- [Reading text]:
## BEGIN

Rohit in Mumbai wrote that peace can be achieved through “exchange of thoughts” and ideas “which can help bridge our gaps”. Today the world has become smaller and it is much easier to maintain regular contact through technologies such as e-mail and Facebook. These allow us to sustain relationships and share our thoughts and lives with each other.

But nothing can replace face to face interaction. The actual presence of a loved one at an important occasion makes a world of difference. The visa restrictions on both sides make this difficult, as another Indian reader Krish wrote, talking about “the kind of difficulties one has to put up with to visit his/her ancestral land on the other side of the border”.

I really wish that both countries would ease the visa restrictions. It is heartbreaking when relatives from across the border are unable to be with loved ones. My aunt in Aligarh could not join us in Karachi for a wedding when her visa was refused. There have been many other such occasions. If it were easier for the common people to travel to India and Pakistan they would see how similar we are and how easy it is to take the road of peace and friendship.

We cannot change history but we can certainly learn from it. And the lesson it seems to offer is that nations thrive during peace and when everyone works together. It is possible to set aside our differences, bury the past and move ahead. Other nations have done it so why can’t we?

Michel gave the example of Germany and France, bitter enemies during the Second World War. Over time, they worked through their differences and joined hands to work together to advance Europe. Today they are friends and as Michel put it the French are happy to have the Germans besides them “in difficult times, our kids befriend theirs, we have so tight contacts as countries and as individuals, citizens of the same world; and (unlike you and Hindi speakers) we do not even have the same language!”

The media can play an important role in carrying forward this message of peace and hope for a better future. Meena, a reader from Karachi, sums it up really nicely: “It is really important not to inculcate and not to breed the values of hatred.”

The media can break or make relations between nations. They can choose to highlight positive things or as Faryal writing from the US, puts it, it can continue to feed the people on both sides of the border “a daily diet of suspicion and hostility.”

## END

- [Exercises to complete]:
1/ Answer these questions from the text on India–Pakistan peace:
(a) Where does the writer's aunt live, and what event could she not attend in Karachi?
(b) Which two countries did Michel offer as an example?
(c) From which country was Faryal writing?
2/ According to the text on India–Pakistan peace, why does the writer wish that both countries would ease visa restrictions? Answer in one to three sentences.
The entries that follow the text are not needed for either task.

- [Data provided]:
## BEGIN

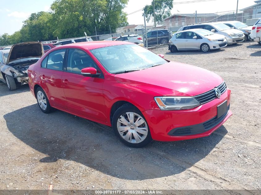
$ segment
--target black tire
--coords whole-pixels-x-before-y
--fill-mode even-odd
[[[44,96],[44,99],[45,99],[46,101],[46,108],[45,109],[43,109],[42,108],[41,108],[41,106],[40,105],[40,104],[38,101],[38,99],[37,97],[38,91],[41,91],[41,93],[43,94]],[[51,112],[53,111],[53,108],[51,107],[51,106],[50,105],[50,103],[49,103],[49,100],[48,100],[48,98],[47,97],[47,95],[46,95],[46,94],[45,94],[45,92],[44,92],[44,91],[43,89],[42,89],[41,87],[38,87],[37,88],[37,89],[36,89],[36,91],[35,92],[35,95],[36,97],[36,100],[37,100],[37,104],[38,104],[38,105],[39,106],[39,108],[40,108],[40,109],[41,109],[41,110],[43,112],[44,112],[44,113],[45,113],[46,114],[48,114],[48,113]]]
[[[144,123],[144,124],[143,124],[142,125],[146,125],[146,127],[148,128],[147,134],[147,136],[141,142],[135,143],[129,142],[124,140],[120,134],[119,131],[118,131],[117,125],[118,119],[119,119],[121,116],[125,116],[126,114],[126,112],[132,112],[138,114],[141,116],[143,118],[143,119],[145,121],[145,124]],[[151,138],[151,136],[149,131],[149,128],[148,126],[147,121],[146,120],[145,117],[138,109],[132,104],[126,104],[122,105],[117,109],[112,117],[112,128],[113,129],[114,133],[115,135],[120,138],[120,140],[124,144],[129,147],[132,148],[142,148],[147,145],[152,141],[152,139]],[[140,127],[140,126],[139,126],[138,127]],[[128,132],[128,131],[127,132]],[[139,134],[139,135],[140,136],[141,136],[142,134]],[[144,135],[143,135],[143,136],[144,136]],[[134,138],[134,135],[133,134],[131,134],[130,137],[132,139],[133,138]]]
[[[162,45],[163,44],[166,44],[168,43],[168,39],[166,39],[166,38],[163,38],[163,39],[162,39],[160,40],[160,44]]]
[[[170,49],[170,50],[171,53],[178,52],[178,49],[175,45],[172,45]]]
[[[200,46],[200,50],[204,53],[207,53],[210,51],[210,48],[208,44],[202,43]]]
[[[7,75],[6,75],[5,76],[6,85],[9,90],[11,91],[15,90],[16,89],[16,84],[14,78]]]

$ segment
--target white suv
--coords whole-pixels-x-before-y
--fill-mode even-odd
[[[261,18],[259,18],[253,26],[250,36],[254,41],[258,42],[261,45]]]

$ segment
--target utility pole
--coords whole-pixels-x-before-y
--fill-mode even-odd
[[[238,20],[238,0],[237,3],[237,12],[236,12],[236,20]]]
[[[153,0],[153,13],[154,14],[154,27],[156,27],[156,16],[155,14],[155,3]]]
[[[146,27],[146,18],[145,17],[145,14],[143,14],[144,18],[144,26],[145,26],[145,35],[146,37],[146,47],[148,48],[148,38],[147,37],[147,28]]]

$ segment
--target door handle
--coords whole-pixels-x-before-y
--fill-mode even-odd
[[[67,79],[65,79],[65,80],[62,80],[62,82],[65,84],[68,84],[69,83],[69,81],[68,81],[68,80]]]

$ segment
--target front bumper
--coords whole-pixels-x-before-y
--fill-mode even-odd
[[[228,44],[234,44],[238,43],[243,42],[245,40],[245,35],[242,37],[226,37],[227,41]]]
[[[225,115],[216,121],[216,123],[212,123],[214,126],[211,126],[211,128],[205,129],[203,127],[199,129],[200,125],[204,125],[206,122],[214,120],[217,115],[217,107],[221,103],[226,100],[228,106],[229,105],[230,94],[230,90],[228,88],[220,99],[216,99],[192,109],[177,111],[151,109],[144,111],[142,114],[146,119],[151,137],[154,140],[171,141],[207,136],[222,125],[232,115],[232,113],[229,109]],[[177,135],[173,133],[178,128],[195,126],[198,130],[195,132],[196,134]]]
[[[217,49],[225,47],[227,45],[227,42],[225,39],[224,41],[210,41],[208,45],[210,49]]]

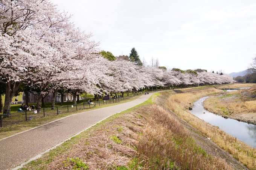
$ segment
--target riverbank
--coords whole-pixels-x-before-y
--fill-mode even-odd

## END

- [Solved problems]:
1/
(a) The aunt lives in Aligarh, and she could not attend a wedding in Karachi because her visa was refused.
(b) Germany and France.
(c) The US.

2/ The writer finds it heartbreaking when relatives from across the border cannot be with their loved ones, as when an aunt's visa refusal kept her from a wedding. The writer also believes that if travel were easier, ordinary people would see how similar they are and how easy it is to choose peace and friendship.